● TASK TO COMPLETE
Exactly the lines from the one containing "Target: air conditioning unit" through the final line of the data below, with pictures omitted, make up the answer.

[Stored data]
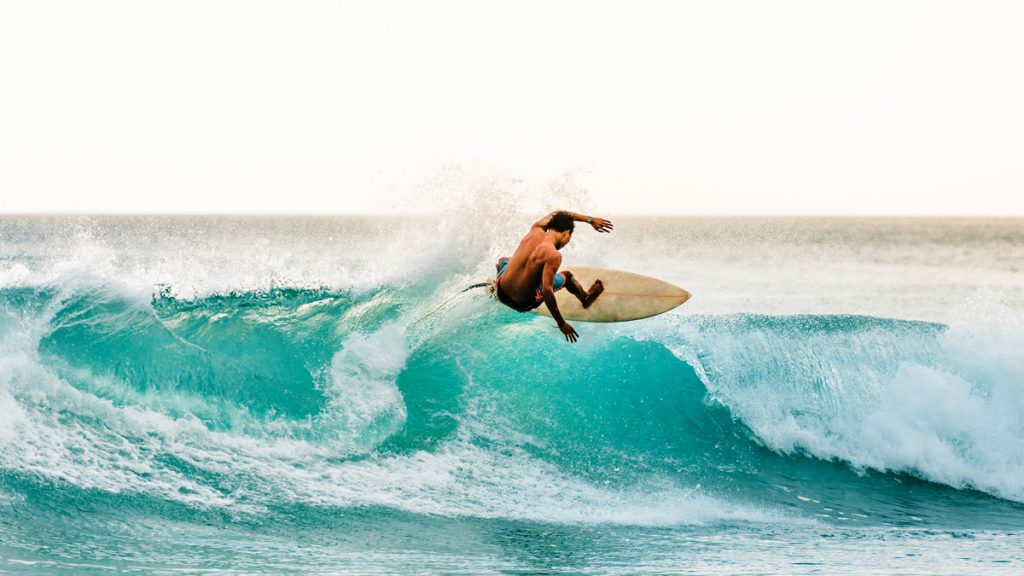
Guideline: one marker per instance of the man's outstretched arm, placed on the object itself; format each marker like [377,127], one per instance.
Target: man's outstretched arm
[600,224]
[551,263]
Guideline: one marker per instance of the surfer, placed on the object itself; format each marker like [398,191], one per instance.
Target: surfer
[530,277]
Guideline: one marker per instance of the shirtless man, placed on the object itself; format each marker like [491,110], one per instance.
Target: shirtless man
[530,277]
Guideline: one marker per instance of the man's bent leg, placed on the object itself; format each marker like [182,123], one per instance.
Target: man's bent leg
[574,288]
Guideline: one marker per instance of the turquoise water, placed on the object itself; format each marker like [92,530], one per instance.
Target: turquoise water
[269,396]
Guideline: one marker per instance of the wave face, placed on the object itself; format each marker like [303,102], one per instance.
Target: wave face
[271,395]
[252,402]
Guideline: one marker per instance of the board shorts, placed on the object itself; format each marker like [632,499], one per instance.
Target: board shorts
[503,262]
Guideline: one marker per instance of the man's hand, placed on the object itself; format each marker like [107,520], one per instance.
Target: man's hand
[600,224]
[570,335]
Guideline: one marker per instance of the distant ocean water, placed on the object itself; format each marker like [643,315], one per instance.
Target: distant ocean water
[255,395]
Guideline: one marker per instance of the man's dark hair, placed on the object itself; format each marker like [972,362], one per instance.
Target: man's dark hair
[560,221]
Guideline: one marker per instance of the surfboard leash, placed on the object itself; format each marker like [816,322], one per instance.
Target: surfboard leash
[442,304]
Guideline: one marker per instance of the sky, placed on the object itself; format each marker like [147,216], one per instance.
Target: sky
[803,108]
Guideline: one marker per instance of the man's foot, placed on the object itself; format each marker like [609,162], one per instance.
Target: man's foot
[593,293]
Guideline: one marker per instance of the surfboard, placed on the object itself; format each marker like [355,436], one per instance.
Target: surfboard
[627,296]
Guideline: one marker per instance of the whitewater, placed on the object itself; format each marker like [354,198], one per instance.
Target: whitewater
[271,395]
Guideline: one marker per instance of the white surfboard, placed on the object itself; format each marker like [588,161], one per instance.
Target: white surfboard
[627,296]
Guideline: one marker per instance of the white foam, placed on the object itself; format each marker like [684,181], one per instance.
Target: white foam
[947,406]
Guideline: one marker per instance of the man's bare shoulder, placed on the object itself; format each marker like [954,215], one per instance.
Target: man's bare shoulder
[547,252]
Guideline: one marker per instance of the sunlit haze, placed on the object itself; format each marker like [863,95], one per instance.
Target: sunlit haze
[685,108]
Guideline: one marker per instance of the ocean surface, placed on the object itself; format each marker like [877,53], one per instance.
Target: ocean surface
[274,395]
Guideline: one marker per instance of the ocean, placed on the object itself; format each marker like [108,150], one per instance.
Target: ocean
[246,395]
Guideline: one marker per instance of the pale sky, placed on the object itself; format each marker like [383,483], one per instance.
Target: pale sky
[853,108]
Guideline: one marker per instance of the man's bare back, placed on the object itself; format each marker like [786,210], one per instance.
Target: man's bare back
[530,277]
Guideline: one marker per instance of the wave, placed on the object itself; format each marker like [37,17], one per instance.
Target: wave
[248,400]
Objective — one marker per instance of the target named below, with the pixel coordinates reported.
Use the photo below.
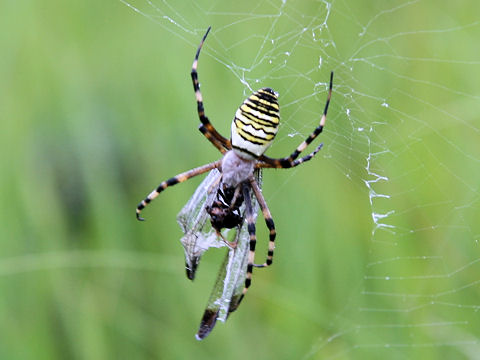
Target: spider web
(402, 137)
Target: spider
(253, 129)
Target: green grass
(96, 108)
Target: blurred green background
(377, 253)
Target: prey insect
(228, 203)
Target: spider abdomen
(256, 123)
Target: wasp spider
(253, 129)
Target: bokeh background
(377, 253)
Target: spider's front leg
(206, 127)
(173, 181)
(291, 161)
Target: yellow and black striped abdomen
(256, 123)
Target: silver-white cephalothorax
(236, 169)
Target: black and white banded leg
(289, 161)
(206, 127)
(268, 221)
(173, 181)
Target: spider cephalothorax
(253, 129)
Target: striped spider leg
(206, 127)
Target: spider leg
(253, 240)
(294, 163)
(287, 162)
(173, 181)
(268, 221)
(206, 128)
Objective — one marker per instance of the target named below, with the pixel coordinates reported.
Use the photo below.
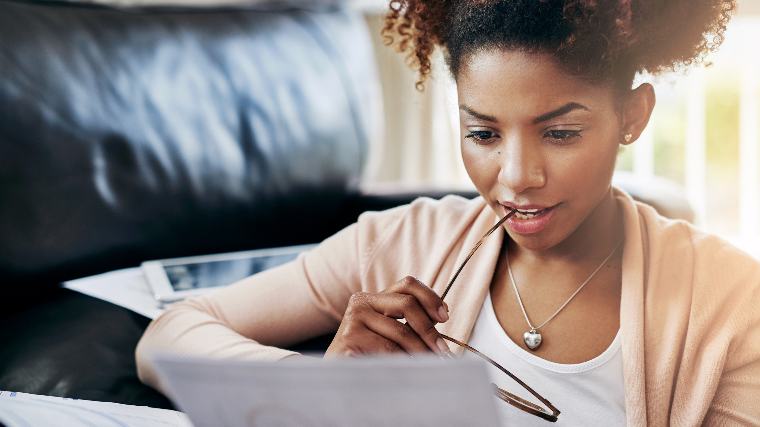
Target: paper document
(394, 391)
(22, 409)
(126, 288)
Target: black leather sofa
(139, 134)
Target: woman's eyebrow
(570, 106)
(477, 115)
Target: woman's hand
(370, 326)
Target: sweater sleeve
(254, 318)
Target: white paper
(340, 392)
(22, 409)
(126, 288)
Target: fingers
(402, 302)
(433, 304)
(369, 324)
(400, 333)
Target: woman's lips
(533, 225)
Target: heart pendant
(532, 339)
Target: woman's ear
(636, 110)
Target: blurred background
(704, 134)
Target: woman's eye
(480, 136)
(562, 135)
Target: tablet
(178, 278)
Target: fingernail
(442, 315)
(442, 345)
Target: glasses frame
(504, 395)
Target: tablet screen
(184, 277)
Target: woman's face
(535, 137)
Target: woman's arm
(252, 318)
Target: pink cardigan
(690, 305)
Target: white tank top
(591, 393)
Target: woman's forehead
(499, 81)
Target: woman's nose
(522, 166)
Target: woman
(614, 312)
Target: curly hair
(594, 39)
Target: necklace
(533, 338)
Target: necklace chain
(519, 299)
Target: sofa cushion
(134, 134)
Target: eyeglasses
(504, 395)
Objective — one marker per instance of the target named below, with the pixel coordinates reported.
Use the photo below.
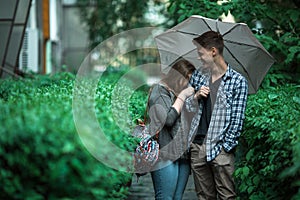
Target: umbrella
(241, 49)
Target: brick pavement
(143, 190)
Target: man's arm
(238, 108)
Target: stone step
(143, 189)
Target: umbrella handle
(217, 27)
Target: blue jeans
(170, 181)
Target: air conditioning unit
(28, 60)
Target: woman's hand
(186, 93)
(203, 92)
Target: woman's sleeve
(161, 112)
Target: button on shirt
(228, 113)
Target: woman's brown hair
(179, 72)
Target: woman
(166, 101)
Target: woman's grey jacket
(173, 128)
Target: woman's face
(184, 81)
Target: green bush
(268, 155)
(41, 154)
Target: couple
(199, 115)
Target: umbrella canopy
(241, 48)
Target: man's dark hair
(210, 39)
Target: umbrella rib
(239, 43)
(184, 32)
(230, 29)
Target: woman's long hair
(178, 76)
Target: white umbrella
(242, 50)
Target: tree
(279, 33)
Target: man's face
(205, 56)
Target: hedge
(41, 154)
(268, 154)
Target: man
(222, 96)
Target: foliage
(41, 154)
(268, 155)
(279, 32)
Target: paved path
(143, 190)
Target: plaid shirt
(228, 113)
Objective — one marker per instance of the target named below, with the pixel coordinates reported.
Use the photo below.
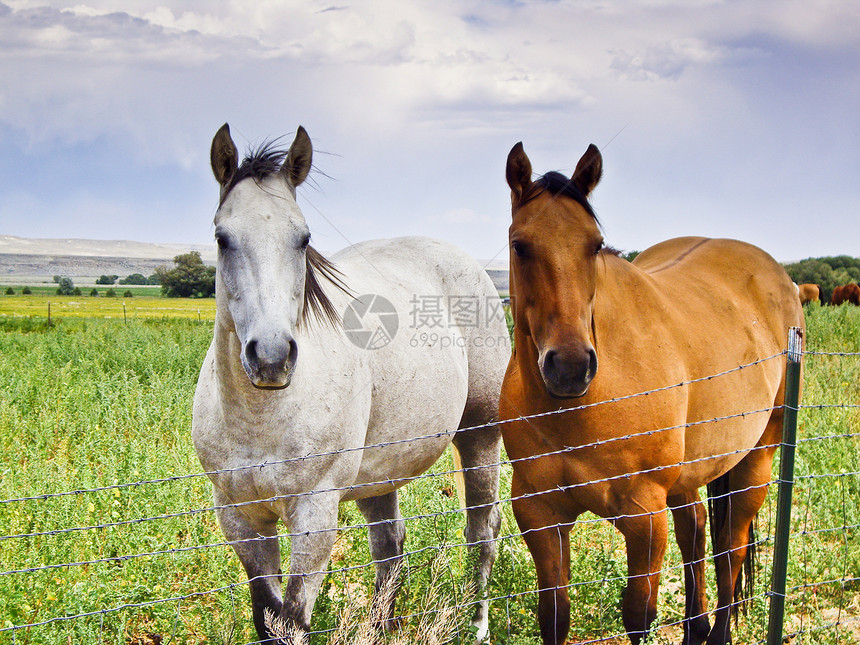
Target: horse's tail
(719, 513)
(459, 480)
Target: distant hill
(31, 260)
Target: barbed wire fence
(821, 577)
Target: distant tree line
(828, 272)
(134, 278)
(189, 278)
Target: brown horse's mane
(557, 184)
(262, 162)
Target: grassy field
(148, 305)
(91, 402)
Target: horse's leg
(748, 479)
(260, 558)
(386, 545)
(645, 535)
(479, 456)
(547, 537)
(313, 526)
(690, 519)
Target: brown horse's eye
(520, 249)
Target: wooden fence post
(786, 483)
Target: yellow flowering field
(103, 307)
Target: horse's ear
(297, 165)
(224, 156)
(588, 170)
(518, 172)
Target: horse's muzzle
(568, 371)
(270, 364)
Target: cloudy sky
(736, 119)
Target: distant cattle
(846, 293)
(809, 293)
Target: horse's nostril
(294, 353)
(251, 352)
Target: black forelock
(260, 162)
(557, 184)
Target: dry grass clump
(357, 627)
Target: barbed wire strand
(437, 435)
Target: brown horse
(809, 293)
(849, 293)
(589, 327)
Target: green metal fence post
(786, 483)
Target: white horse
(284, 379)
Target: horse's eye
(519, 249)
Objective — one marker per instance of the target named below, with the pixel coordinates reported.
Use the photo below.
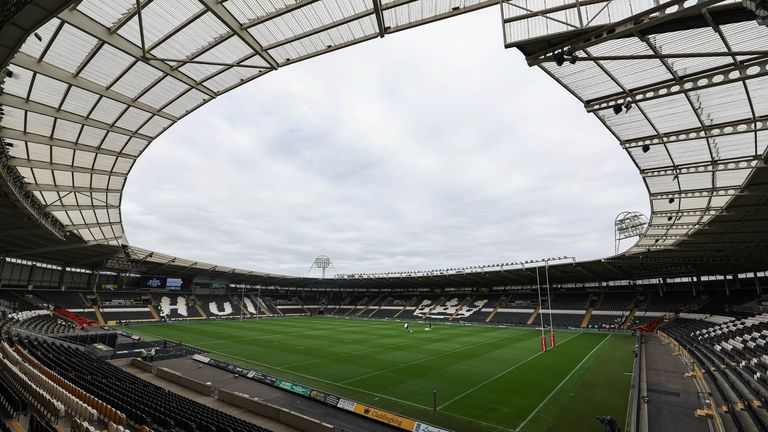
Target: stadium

● EXERCISE RESULT
Target: air conditioning unit
(28, 60)
Target: woman's hand
(186, 93)
(203, 92)
Target: woman's sleeve
(161, 112)
Target: button on shirt
(228, 113)
Target: woman's brown hair
(179, 72)
Target: woman
(166, 101)
Target: woman's grey jacket
(173, 128)
Target: woman's face
(184, 81)
Target: green bush
(268, 155)
(41, 154)
Target: couple
(199, 115)
Target: umbrella canopy
(241, 48)
Target: man's dark hair
(210, 39)
Target: umbrella rib
(239, 43)
(184, 32)
(230, 29)
Target: woman's long hair
(178, 76)
Target: white umbrella
(242, 50)
Target: tree
(279, 33)
Target: man's face
(205, 56)
Target: hedge
(41, 154)
(268, 154)
Target: man
(222, 96)
Target: foliage
(41, 154)
(268, 155)
(279, 32)
Target: paved path
(143, 190)
Target: plaid shirt
(228, 113)
Objective — one marker per instance of the target named below, with the pixel coordinates reported.
Use the photo below.
Target: horse's tail
(719, 513)
(459, 480)
Target: distant hill
(31, 260)
Target: barbed wire fence
(821, 577)
Target: distant tree line
(828, 272)
(134, 278)
(189, 278)
Target: brown horse's mane
(557, 184)
(262, 162)
Target: grassy field
(148, 305)
(91, 402)
Target: horse's leg
(748, 479)
(260, 558)
(386, 545)
(645, 535)
(479, 456)
(547, 537)
(313, 526)
(690, 519)
Target: brown horse's eye
(520, 249)
Target: wooden fence post
(786, 483)
Target: yellow flowering field
(103, 307)
Target: horse's ear
(297, 165)
(224, 156)
(588, 170)
(518, 172)
Target: horse's muzzle
(568, 371)
(270, 364)
Target: cloudy sky
(736, 119)
Target: distant cattle
(846, 293)
(809, 293)
Target: horse's nostril
(294, 353)
(251, 352)
Target: black forelock
(260, 162)
(557, 184)
Target: dry grass clump
(357, 627)
Target: barbed wire strand
(437, 435)
Target: brown horse
(809, 293)
(849, 293)
(589, 327)
Target: green metal fence post
(786, 483)
Target: white horse
(284, 379)
Target: horse's eye
(519, 249)
Objective — one marker per instance of the target named below, with the pixel coordinates reported.
Use the photo below.
Target: stadium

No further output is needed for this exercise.